Top of Text under study

Choosing a childcare centre in Singapore can be pretty stressful if it is your first time looking. It can be difficult to figure out what you want when you are not even sure what questions to ask.
Here, we simplify the process for you by breaking down some of the more important factors to look at.
What is your general feel of the childcare centre?
Never discount your gut feeling! It is always a good idea to go down to the centre for a guided tour. As you enter the preschool, what does your instinct tell you? You may not explicitly notice, but we usually pick up on things like how clean the school is, how organised their items are, and how comfortable the place may feel to you.
Different parents look for different things and prioritise different elements. Some parents may prefer a clinically clean centre, while other parents do not mind some homey clutter. Some parents enjoy the sight of classes mingling and playing together, while others may prefer class segregation. It is really a matter of personal preference and very often our gut feeling picks up on these elements, telling you whether you feel comfortable with your child in that school or not.
Mrs Natalie Heng, mother of a 6-year-old daughter, said that she relied very much on her instincts to narrow down her options.
“When I walked into one centre, I really couldn’t explain why I didn’t like it as much as the previous centre we had visited,” she recounted. “In fact, I would say that the second centre ticked more of my boxes than the second. I just felt much happier with the first place. I ended up enrolling my child there and I have absolutely no regrets!”
What qualifications do the staff have and how happy are they at the centre?
The teachers at your chosen centre are extremely important. After all, they are the people whom you are entrusting your children to for a major part of the day. In many cases, your children will spend more time with the teachers during their waking hours on a given school day than with you.
Find out what qualifications the teachers at the school have. At the very least, every preschool teacher must have a diploma in Early Childhood Education. Have they gone through any additional certifications or training that would benefit them as teachers?
Staff welfare also goes a long way. Do the schoolteachers look happy, rested, and satisfied with their jobs? When teachers enjoy their work, they are far more equipped to be patient, loving and gentle with the children. It also means that staff turnover will be kept low, ensuring that your children are less likely to go through a difficult situation when they have to change teachers in the middle of the school year.
Father of twin toddlers, Mr Mohammed Farhan, said:
“It was very comforting to see how quickly my children adapted to school because of how caring and patient the teachers were with them. With twins, it is not easy, but the teachers were experienced and made the process really painless for us.”

Bottom of Text under study
Top of Material supplied

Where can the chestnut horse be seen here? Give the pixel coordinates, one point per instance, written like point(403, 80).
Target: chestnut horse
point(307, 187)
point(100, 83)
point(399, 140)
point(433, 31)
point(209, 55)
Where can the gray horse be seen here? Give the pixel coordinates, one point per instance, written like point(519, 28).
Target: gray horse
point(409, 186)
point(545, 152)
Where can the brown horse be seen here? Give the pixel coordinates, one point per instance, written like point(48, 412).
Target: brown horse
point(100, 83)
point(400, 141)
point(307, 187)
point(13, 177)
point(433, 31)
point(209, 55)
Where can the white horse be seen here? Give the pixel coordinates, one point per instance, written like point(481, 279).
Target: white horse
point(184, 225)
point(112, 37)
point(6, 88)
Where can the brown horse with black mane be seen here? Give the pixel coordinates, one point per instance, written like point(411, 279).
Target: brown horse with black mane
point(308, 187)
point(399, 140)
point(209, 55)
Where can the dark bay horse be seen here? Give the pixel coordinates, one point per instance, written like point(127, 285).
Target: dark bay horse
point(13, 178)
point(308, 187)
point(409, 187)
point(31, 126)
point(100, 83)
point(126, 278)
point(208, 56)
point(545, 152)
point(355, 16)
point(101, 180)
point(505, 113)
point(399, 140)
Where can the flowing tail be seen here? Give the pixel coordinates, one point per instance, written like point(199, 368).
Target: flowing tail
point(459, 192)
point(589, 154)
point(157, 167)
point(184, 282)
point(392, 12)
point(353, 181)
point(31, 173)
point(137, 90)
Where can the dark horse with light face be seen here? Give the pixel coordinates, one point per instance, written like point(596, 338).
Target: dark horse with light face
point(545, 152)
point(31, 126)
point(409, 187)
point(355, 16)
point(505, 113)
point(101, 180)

Bottom of Material supplied
Top of Material supplied

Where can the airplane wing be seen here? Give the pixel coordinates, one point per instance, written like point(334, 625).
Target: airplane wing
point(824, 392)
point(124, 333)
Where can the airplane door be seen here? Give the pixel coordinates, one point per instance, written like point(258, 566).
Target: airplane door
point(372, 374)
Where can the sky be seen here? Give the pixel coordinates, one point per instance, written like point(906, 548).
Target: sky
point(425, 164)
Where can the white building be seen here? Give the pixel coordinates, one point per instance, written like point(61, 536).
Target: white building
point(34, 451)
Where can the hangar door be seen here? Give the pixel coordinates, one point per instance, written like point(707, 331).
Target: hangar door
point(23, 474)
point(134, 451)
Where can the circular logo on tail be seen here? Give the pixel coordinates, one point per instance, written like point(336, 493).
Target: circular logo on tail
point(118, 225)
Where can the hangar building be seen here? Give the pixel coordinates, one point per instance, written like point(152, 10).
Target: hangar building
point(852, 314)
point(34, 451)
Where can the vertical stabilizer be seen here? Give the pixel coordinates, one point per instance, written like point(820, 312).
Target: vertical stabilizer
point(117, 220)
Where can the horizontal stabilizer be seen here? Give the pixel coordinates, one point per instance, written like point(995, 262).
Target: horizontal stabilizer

Bottom of Material supplied
Top of Material supplied

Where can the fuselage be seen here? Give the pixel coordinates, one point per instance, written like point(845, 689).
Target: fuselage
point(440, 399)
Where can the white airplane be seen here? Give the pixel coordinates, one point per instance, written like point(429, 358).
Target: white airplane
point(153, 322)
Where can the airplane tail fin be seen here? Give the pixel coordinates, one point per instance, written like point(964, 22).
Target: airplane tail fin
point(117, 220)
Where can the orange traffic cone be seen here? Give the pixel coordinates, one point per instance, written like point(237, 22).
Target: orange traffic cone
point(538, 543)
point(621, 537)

Bottom of Material supplied

What is needed: Copy the childcare centre article between "Never discount your" and "school or not.", inclusive, and swap "gut feeling" for "intuition".

Task output:
Never discount your intuition! It is always a good idea to go down to the centre for a guided tour. As you enter the preschool, what does your instinct tell you? You may not explicitly notice, but we usually pick up on things like how clean the school is, how organised their items are, and how comfortable the place may feel to you.
Different parents look for different things and prioritise different elements. Some parents may prefer a clinically clean centre, while other parents do not mind some homey clutter. Some parents enjoy the sight of classes mingling and playing together, while others may prefer class segregation. It is really a matter of personal preference and very often our intuition picks up on these elements, telling you whether you feel comfortable with your child in that school or not.